Aufgabenliste ::
1. Schreibe bitte aus dem folgenden Textauszug den Teil ab, der mit den Worten „Die Persönlichkeit von“ beginnt und mit „Kindern ebenfalls taufen.“ endet.
2. Beantworte anhand des folgenden Textauszugs diese Fragen:
(a) Welchen Beruf übte der Vater von Karl Marx aus?
(b) Zu welcher Konfession trat der Vater über?
(c) In welchem Jahr wurde Karl Marx getauft?

Textauszug ::

□ □ □ □ □ □ □

Die Persönlichkeit von Karl Marx (1818 Trier – 1883 London) ist zunächst und vor allem geformt vom aufgeklärten deutsch-jüdischen Bürgertum. Seine Vorfahren gehörten bedeutenden Rabbinerdynastien an, und noch beide Grossväter sowie ein Onkel waren Rabbiner. Sein Vater beriet, ganz in der Familientradition stehend, die Menschen – allerdings auf säkulare Art, in weltlichen Fragen. Er arbeitete als Rechtsanwalt. Nach dem Ende der Napoleonischen Kriege und den damit wieder aufgehobenen bürgerlichen Rechten (Code Civil – Code Napoléon)  für Juden sah er sich gezwungen, zum Protestantismus zu konvertieren, um seinen Beruf weiter ausüben zu dürfen. Den Sohn Karl liess er im Zuge dessen 1824 gemeinsam mit seinen übrigen Kindern ebenfalls taufen.

□ □ □ □ □ □ □

Bereitgestellte Daten ::

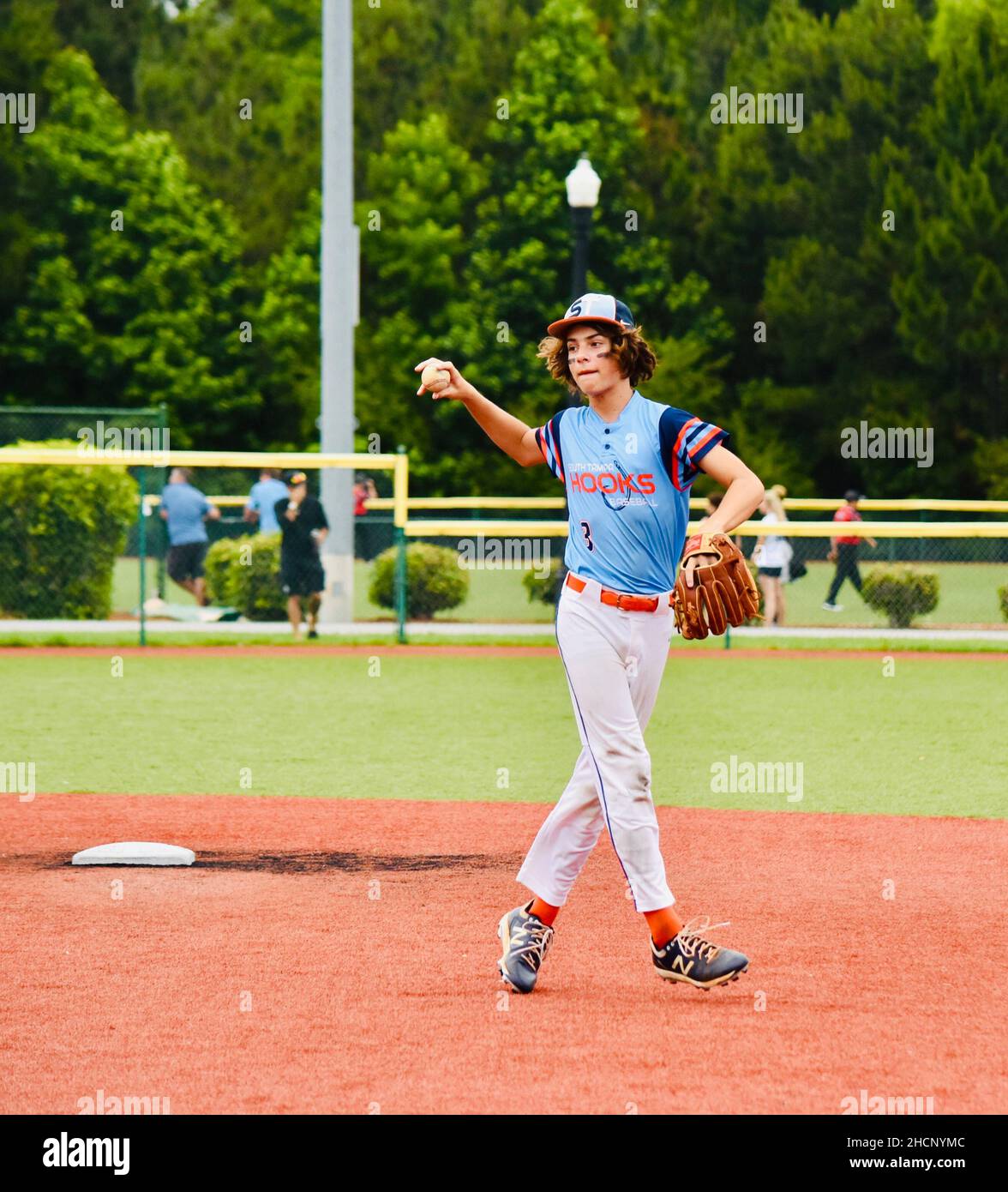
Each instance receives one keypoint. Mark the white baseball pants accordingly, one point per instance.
(614, 662)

□ □ □ □ □ □ □

Lösungen ::
1.
Die Persönlichkeit von Karl Marx (1818 Trier – 1883 London) ist zunächst und vor allem geformt vom aufgeklärten deutsch-jüdischen Bürgertum. Seine Vorfahren gehörten bedeutenden Rabbinerdynastien an, und noch beide Grossväter sowie ein Onkel waren Rabbiner. Sein Vater beriet, ganz in der Familientradition stehend, die Menschen – allerdings auf säkulare Art, in weltlichen Fragen. Er arbeitete als Rechtsanwalt. Nach dem Ende der Napoleonischen Kriege und den damit wieder aufgehobenen bürgerlichen Rechten (Code Civil – Code Napoléon)  für Juden sah er sich gezwungen, zum Protestantismus zu konvertieren, um seinen Beruf weiter ausüben zu dürfen. Den Sohn Karl liess er im Zuge dessen 1824 gemeinsam mit seinen übrigen Kindern ebenfalls taufen.

2.
(a) Rechtsanwalt
(b) Zum Protestantismus
(c) 1824